**Instructions for the task**. Which lines below mention "rough"? Pick each one out.

----------------

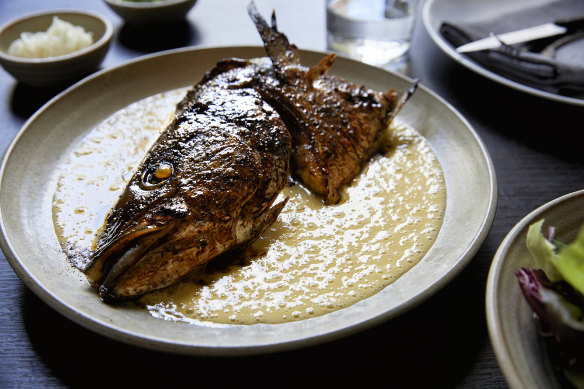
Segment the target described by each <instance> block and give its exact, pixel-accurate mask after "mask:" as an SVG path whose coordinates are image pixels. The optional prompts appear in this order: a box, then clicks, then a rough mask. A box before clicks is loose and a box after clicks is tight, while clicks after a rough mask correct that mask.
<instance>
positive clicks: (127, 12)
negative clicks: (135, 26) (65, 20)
mask: <svg viewBox="0 0 584 389" xmlns="http://www.w3.org/2000/svg"><path fill="white" fill-rule="evenodd" d="M104 1H105V3H106V4H107V5H108V6H109V7H110V8H111V9H112V10H113V11H114V12H115V13H117V14H118V15H119V16H120V17H121V18H122V19H124V21H125V22H126V23H128V24H133V25H144V24H148V23H156V22H167V21H171V20H181V19H184V18H185V17H186V15H187V14H188V13H189V11H190V10H191V8H193V6H194V5H195V3H196V2H197V0H152V1H130V0H104Z"/></svg>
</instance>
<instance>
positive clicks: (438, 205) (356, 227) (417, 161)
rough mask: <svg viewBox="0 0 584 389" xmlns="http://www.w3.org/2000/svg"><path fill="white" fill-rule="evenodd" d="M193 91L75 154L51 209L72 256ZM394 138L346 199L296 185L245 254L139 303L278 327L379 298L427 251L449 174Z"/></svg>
mask: <svg viewBox="0 0 584 389" xmlns="http://www.w3.org/2000/svg"><path fill="white" fill-rule="evenodd" d="M184 91H185V90H184V89H183V90H177V91H171V92H166V93H163V94H159V95H156V96H152V97H150V98H148V99H145V100H142V101H139V102H137V103H134V104H132V105H131V106H129V107H127V108H125V109H122V110H120V111H119V112H117V113H115V114H114V115H112V116H111V117H110V118H109V119H108V120H106V121H104V122H103V123H102V124H100V125H99V126H97V127H96V128H95V129H94V130H92V131H91V132H90V133H89V134H88V135H87V136H86V137H85V138H84V139H83V140H82V142H81V143H80V145H79V146H77V147H76V148H75V149H74V150H73V151H72V152H71V155H70V156H69V157H68V159H67V160H66V162H65V163H64V164H63V167H62V174H61V176H60V179H59V182H58V188H57V191H56V193H55V197H54V207H53V210H54V222H55V229H56V231H57V234H58V235H59V238H60V240H61V242H62V243H63V244H64V246H65V247H67V248H68V249H69V250H72V251H73V252H83V251H88V250H89V248H90V247H91V244H92V241H93V238H94V236H95V233H96V231H97V229H98V228H99V227H100V226H101V224H102V222H103V218H104V216H105V213H106V212H107V210H108V209H109V208H110V207H111V206H112V205H113V203H114V202H115V200H116V198H117V196H118V195H119V194H120V192H121V190H122V189H123V188H124V186H125V184H126V182H127V181H128V180H129V178H130V176H131V173H132V170H133V169H134V168H135V167H136V166H137V165H138V164H139V163H140V161H141V159H142V157H143V155H144V152H145V151H146V150H147V149H148V147H149V146H150V144H151V143H152V142H153V141H154V140H155V139H156V137H157V136H158V133H159V131H160V128H163V127H164V125H165V123H166V122H167V120H168V118H169V117H170V116H171V115H172V112H173V111H174V105H175V103H176V102H177V101H178V100H179V99H180V98H181V97H182V96H183V94H184ZM385 143H386V144H387V146H388V147H387V149H388V151H387V153H386V154H385V155H383V156H381V155H379V156H377V157H375V158H374V159H373V160H372V161H371V162H370V164H369V165H368V167H367V169H366V171H364V172H363V173H362V174H361V175H360V176H359V177H358V179H356V180H355V181H354V182H353V184H352V185H351V186H350V187H348V188H347V191H346V194H345V198H344V201H343V202H342V203H341V204H338V205H332V206H331V205H328V206H327V205H324V204H323V203H322V201H321V200H320V199H319V198H318V197H315V196H313V195H312V194H311V193H310V192H309V191H308V190H306V189H305V188H304V187H303V186H301V185H298V184H297V185H294V186H290V187H287V188H285V189H284V191H283V193H282V195H283V196H288V197H289V198H290V200H289V202H288V204H287V205H286V207H285V208H284V210H283V211H282V213H281V214H280V216H279V217H278V220H277V221H276V222H275V223H274V224H273V225H272V226H271V227H270V228H269V229H268V230H267V231H266V232H265V233H264V234H263V235H262V236H261V238H259V239H258V240H256V241H255V242H254V243H253V244H252V246H251V248H250V249H249V250H248V251H247V252H246V255H245V257H241V258H236V259H235V262H233V260H232V262H231V264H230V262H228V261H225V260H224V259H222V260H221V261H218V262H219V264H220V266H217V264H212V265H210V266H209V267H208V269H206V271H203V272H200V273H197V274H194V275H193V276H191V277H190V278H189V279H187V280H184V281H182V282H180V283H178V284H177V285H175V286H172V287H170V288H167V289H165V290H163V291H158V292H154V293H151V294H149V295H147V296H145V297H143V298H142V299H141V300H140V302H139V304H141V305H142V306H144V307H145V309H147V310H148V311H149V312H150V313H151V314H152V315H153V316H155V317H160V318H164V319H167V320H180V321H187V322H198V323H200V322H214V323H222V324H254V323H273V324H275V323H283V322H289V321H295V320H303V319H307V318H311V317H315V316H319V315H323V314H326V313H328V312H331V311H335V310H338V309H341V308H345V307H348V306H350V305H352V304H354V303H356V302H358V301H360V300H363V299H366V298H368V297H370V296H372V295H374V294H375V293H377V292H379V291H380V290H381V289H383V288H384V287H386V286H387V285H389V284H391V283H392V282H394V281H395V280H397V279H398V278H399V277H400V276H401V275H403V274H404V273H405V272H407V271H408V270H409V269H411V268H412V267H413V266H414V265H416V264H417V263H418V262H419V261H420V260H421V259H422V257H423V256H424V254H425V253H426V252H427V251H428V250H429V249H430V247H431V246H432V244H433V243H434V241H435V240H436V237H437V235H438V231H439V230H440V227H441V225H442V221H443V216H444V210H445V206H446V189H445V184H444V178H443V174H442V169H441V167H440V163H439V161H438V159H437V157H436V156H435V154H434V153H433V151H432V149H431V147H430V146H429V145H428V143H427V141H426V140H425V139H424V138H423V137H422V136H421V135H420V134H419V133H418V132H417V131H416V130H415V129H413V128H411V127H409V126H407V125H405V124H402V123H399V122H397V123H394V125H393V126H392V128H391V129H390V131H387V133H386V142H385ZM72 242H73V245H71V243H72ZM96 298H97V295H96Z"/></svg>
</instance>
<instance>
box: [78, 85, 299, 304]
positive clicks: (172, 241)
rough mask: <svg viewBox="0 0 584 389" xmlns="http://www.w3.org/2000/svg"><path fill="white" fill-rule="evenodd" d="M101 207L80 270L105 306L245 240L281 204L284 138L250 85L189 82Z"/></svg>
mask: <svg viewBox="0 0 584 389" xmlns="http://www.w3.org/2000/svg"><path fill="white" fill-rule="evenodd" d="M185 99H187V100H188V101H182V102H181V103H179V109H180V115H178V116H177V117H176V118H175V120H174V121H173V122H172V123H171V124H170V125H169V126H168V128H167V129H166V130H165V131H164V132H163V133H162V134H161V136H160V137H159V139H158V140H157V141H156V142H155V143H154V145H153V146H152V148H151V149H150V150H149V151H148V153H147V155H146V157H145V159H144V160H143V161H142V163H141V164H140V166H139V167H138V168H137V170H136V172H135V173H134V175H133V177H132V178H131V179H130V181H129V183H128V185H127V186H126V188H125V189H124V191H123V193H122V195H121V196H120V198H119V199H118V201H117V203H116V205H115V206H114V207H113V208H112V209H111V210H110V212H109V214H108V215H107V217H106V220H105V223H104V225H103V227H102V228H101V230H100V232H99V234H98V237H97V239H96V243H95V245H94V246H95V247H94V251H93V254H92V256H91V258H90V264H89V266H88V267H87V268H86V269H85V270H84V273H85V274H86V276H87V278H88V280H89V282H90V283H91V284H92V285H93V286H95V287H96V288H98V290H99V295H100V297H101V299H102V300H103V301H105V302H110V303H112V302H114V303H115V302H119V301H124V300H127V299H130V298H134V297H137V296H140V295H142V294H144V293H147V292H150V291H152V290H156V289H160V288H163V287H165V286H168V285H170V284H172V283H174V282H176V281H178V280H179V279H181V278H183V277H185V276H187V275H188V274H190V273H191V272H193V271H194V270H196V269H198V268H200V267H201V266H203V265H204V264H205V263H207V262H208V261H209V260H211V259H212V258H214V257H216V256H218V255H219V254H222V253H224V252H225V251H228V250H233V249H235V248H237V247H241V246H242V245H245V244H247V243H249V242H250V241H251V240H253V239H254V238H255V237H257V236H258V235H259V234H260V233H261V232H262V231H263V230H264V229H265V228H267V227H268V226H269V225H271V224H272V223H273V222H274V221H275V220H276V218H277V216H278V214H279V213H280V211H281V210H282V208H283V206H284V205H285V202H286V200H284V201H281V202H279V203H278V204H276V205H273V203H274V201H275V199H276V197H277V196H278V194H279V193H280V191H281V190H282V189H283V187H284V186H285V185H286V183H287V179H288V174H289V172H288V170H289V153H290V148H291V146H290V142H291V141H290V135H289V133H288V130H287V129H286V127H285V126H284V123H283V122H282V120H281V119H280V117H279V115H278V114H277V113H276V111H274V110H273V109H272V108H271V107H270V106H269V105H268V104H266V103H265V102H264V101H263V100H262V99H261V98H260V96H259V94H258V93H257V92H255V91H254V90H251V89H237V90H229V89H225V88H216V87H212V86H201V85H198V86H196V87H195V88H194V90H193V91H191V93H188V94H187V96H186V97H185Z"/></svg>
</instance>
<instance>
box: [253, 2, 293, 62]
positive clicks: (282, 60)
mask: <svg viewBox="0 0 584 389" xmlns="http://www.w3.org/2000/svg"><path fill="white" fill-rule="evenodd" d="M247 12H248V13H249V16H250V17H251V20H252V21H253V22H254V24H255V26H256V28H257V30H258V32H259V33H260V36H261V38H262V41H263V42H264V47H265V48H266V52H267V53H268V57H270V59H271V60H272V63H273V64H274V67H276V68H277V70H279V69H282V68H284V67H286V66H287V65H290V64H300V57H299V55H298V48H297V47H296V45H294V44H291V43H290V42H289V41H288V38H287V37H286V35H284V34H282V33H281V32H279V31H278V28H277V23H276V13H275V12H273V13H272V26H271V27H270V26H269V25H268V23H267V22H266V21H265V20H264V18H263V17H262V15H261V14H260V13H259V11H258V10H257V8H256V5H255V3H254V2H253V1H251V2H250V3H249V5H248V6H247Z"/></svg>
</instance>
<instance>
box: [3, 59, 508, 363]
mask: <svg viewBox="0 0 584 389" xmlns="http://www.w3.org/2000/svg"><path fill="white" fill-rule="evenodd" d="M264 55H265V51H264V49H263V48H261V47H232V48H207V49H199V50H195V49H180V50H175V51H170V52H166V53H162V54H158V55H152V56H147V57H143V58H141V59H138V60H135V61H132V62H129V63H127V64H124V65H122V66H119V67H116V68H113V69H110V70H106V71H102V72H100V73H97V74H96V75H94V76H92V77H90V78H88V79H86V80H84V81H82V82H80V83H79V84H77V85H75V86H73V87H72V88H70V89H69V90H67V91H65V92H63V93H62V94H61V95H59V96H57V97H56V98H55V99H53V100H52V101H50V102H49V103H48V104H47V105H46V106H45V107H43V108H42V109H41V110H39V112H37V113H36V114H35V115H34V116H33V117H32V118H31V119H30V120H29V121H28V122H27V123H26V124H25V126H24V127H23V129H22V131H21V132H20V133H19V135H18V136H17V137H16V139H15V140H14V141H13V143H12V144H11V146H10V147H9V149H8V150H7V152H6V154H5V157H4V160H3V162H2V170H1V173H2V176H1V182H0V211H1V215H0V216H1V230H2V240H1V244H2V249H3V251H4V253H5V255H6V257H7V259H8V261H9V262H10V264H11V265H12V267H13V268H14V270H15V272H16V273H17V274H18V275H19V276H20V277H21V278H22V280H23V281H24V282H25V283H26V285H27V286H28V287H29V288H30V289H32V290H33V291H34V292H35V293H36V294H38V295H39V296H40V297H41V298H42V299H43V300H44V301H46V302H47V303H48V304H50V305H51V306H52V307H53V308H55V309H56V310H58V311H59V312H61V313H62V314H64V315H65V316H67V317H69V318H70V319H72V320H74V321H76V322H77V323H80V324H81V325H83V326H86V327H88V328H90V329H92V330H94V331H96V332H98V333H101V334H104V335H106V336H109V337H112V338H115V339H118V340H121V341H125V342H128V343H131V344H135V345H139V346H143V347H148V348H154V349H159V350H166V351H172V352H179V353H191V354H202V355H226V354H231V355H233V354H249V353H260V352H267V351H274V350H284V349H290V348H295V347H301V346H303V345H307V344H313V343H316V342H322V341H325V340H330V339H333V338H337V337H340V336H342V335H346V334H349V333H352V332H355V331H358V330H361V329H363V328H366V327H369V326H372V325H374V324H376V323H379V322H381V321H383V320H387V319H390V318H392V317H395V316H396V315H399V314H400V313H402V312H404V311H405V310H407V309H409V308H411V307H413V306H415V305H416V304H419V303H421V302H422V301H424V300H425V299H427V298H428V297H429V296H431V295H432V294H433V293H435V292H436V291H437V290H438V289H440V288H441V287H443V286H444V285H445V284H446V283H448V282H449V281H450V280H452V279H453V277H455V276H456V275H457V274H458V273H459V272H460V270H461V269H462V268H463V267H464V266H465V265H466V264H467V263H468V262H469V260H470V259H471V258H472V257H473V255H474V254H475V253H476V251H477V250H478V248H479V246H480V245H481V243H482V242H483V240H484V239H485V237H486V235H487V233H488V230H489V228H490V227H491V224H492V221H493V217H494V213H495V206H496V193H497V191H496V181H495V175H494V169H493V165H492V163H491V160H490V157H489V155H488V153H487V150H486V149H485V147H484V145H483V144H482V142H481V140H480V139H479V138H478V137H477V135H476V134H475V132H474V131H473V129H472V128H471V127H470V126H469V124H468V123H467V122H466V121H465V120H464V118H462V117H461V116H460V115H459V114H458V113H457V112H455V110H454V109H453V108H452V107H450V106H449V105H448V104H446V103H445V102H444V101H443V100H441V99H440V98H439V97H438V96H436V95H435V94H433V93H432V92H431V91H429V90H427V89H426V88H424V87H423V86H421V87H420V88H419V89H418V90H417V91H416V93H415V94H414V96H413V98H412V99H411V100H410V102H408V104H407V105H406V107H405V108H404V109H403V111H402V112H401V113H400V120H402V121H404V122H406V123H408V124H410V125H412V126H413V127H415V128H416V129H418V130H419V131H420V132H421V133H422V134H423V135H424V136H425V137H426V138H427V139H428V140H429V142H430V144H431V145H432V146H433V148H434V150H435V151H436V153H437V155H438V157H439V159H440V161H441V163H442V166H443V170H444V173H445V178H446V185H447V209H446V215H445V220H444V224H443V227H442V229H441V231H440V233H439V236H438V238H437V241H436V243H435V245H434V246H433V247H432V249H431V250H430V252H429V253H428V254H427V256H426V257H425V258H423V260H422V261H421V263H419V264H418V265H417V266H415V267H414V269H413V270H411V271H410V272H408V273H407V274H406V275H405V276H404V277H402V278H400V279H399V280H398V281H397V282H396V283H394V284H393V285H391V286H389V287H387V288H386V289H384V290H383V291H381V292H380V293H378V294H377V295H375V296H373V297H371V298H369V299H367V300H365V301H362V302H360V303H358V304H355V305H353V306H351V307H349V308H347V309H344V310H340V311H336V312H334V313H331V314H327V315H324V316H321V317H315V318H311V319H308V320H304V321H299V322H294V323H288V324H279V325H264V324H257V325H249V326H241V325H240V326H237V325H232V326H231V325H222V326H218V325H217V326H213V325H209V326H207V325H205V326H203V325H193V324H187V323H176V322H168V321H164V320H160V319H156V318H153V317H151V316H150V315H149V314H148V313H147V312H145V311H143V310H138V309H128V308H124V307H121V308H120V307H118V308H116V307H112V306H109V305H105V304H103V303H101V302H100V301H99V299H98V298H97V296H96V294H95V292H94V291H92V290H91V289H90V288H88V286H87V282H86V281H85V280H84V278H83V277H81V275H80V274H79V272H77V271H75V270H73V269H71V268H70V267H69V265H68V264H67V263H66V260H65V257H64V255H63V253H61V251H60V248H59V245H58V243H57V238H56V236H55V232H54V229H53V224H52V220H51V200H52V196H53V193H54V191H55V188H56V180H57V178H58V171H56V170H58V166H59V161H60V157H61V156H62V155H63V154H64V153H65V152H66V151H68V150H70V148H71V147H72V146H71V145H72V144H75V142H78V141H79V140H80V138H81V137H82V136H83V135H84V134H86V133H87V132H88V131H90V130H91V129H92V128H94V127H95V126H96V125H97V124H99V123H100V122H102V121H103V120H104V119H106V118H108V117H109V116H111V115H112V114H113V113H115V112H116V111H118V110H120V109H121V108H123V107H126V106H127V105H129V104H131V103H133V102H135V101H138V100H141V99H143V98H145V97H148V96H151V95H154V94H156V93H159V92H162V91H165V90H172V89H176V88H181V87H185V86H188V85H192V84H193V83H195V82H197V81H198V80H199V79H200V78H201V77H202V75H203V73H204V72H205V71H206V70H208V69H210V68H211V67H212V66H213V65H214V64H215V63H216V62H217V61H218V60H219V59H221V58H224V57H231V56H235V57H244V58H245V57H260V56H264ZM324 55H325V54H323V53H317V52H309V51H302V52H301V56H302V58H303V60H304V61H305V63H306V64H315V63H317V62H318V60H320V59H321V58H322V57H323V56H324ZM331 71H332V72H334V73H336V74H339V75H341V76H343V77H346V78H348V79H350V80H354V81H356V82H359V83H363V84H366V85H368V86H370V87H372V88H376V89H379V90H386V89H389V88H390V87H394V88H398V89H403V88H406V87H408V86H409V84H410V80H407V79H405V78H402V77H400V76H397V75H395V74H392V73H389V72H387V71H384V70H381V69H378V68H375V67H371V66H367V65H364V64H362V63H359V62H355V61H352V60H348V59H342V58H339V59H338V61H337V62H336V63H335V64H334V66H333V69H331Z"/></svg>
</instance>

----------------

**Result**.
Segment the target described by each <instance> block and give its exact, pixel-accurate mask after "mask:" as an SVG path whose coordinates are image pixels. The optional prompts appear in this order: a box, then clicks, then a rough mask. A box before clicks is loose and a box after clicks is tight, while clicks after a rough mask correct that mask.
rough mask: <svg viewBox="0 0 584 389" xmlns="http://www.w3.org/2000/svg"><path fill="white" fill-rule="evenodd" d="M193 91L75 154L51 209L72 256ZM394 138L346 199L296 185L245 254L139 303L278 327L379 298L427 251L449 174Z"/></svg>
rough mask: <svg viewBox="0 0 584 389" xmlns="http://www.w3.org/2000/svg"><path fill="white" fill-rule="evenodd" d="M101 207L80 270L105 306L245 240L281 204L284 138L250 85L189 82Z"/></svg>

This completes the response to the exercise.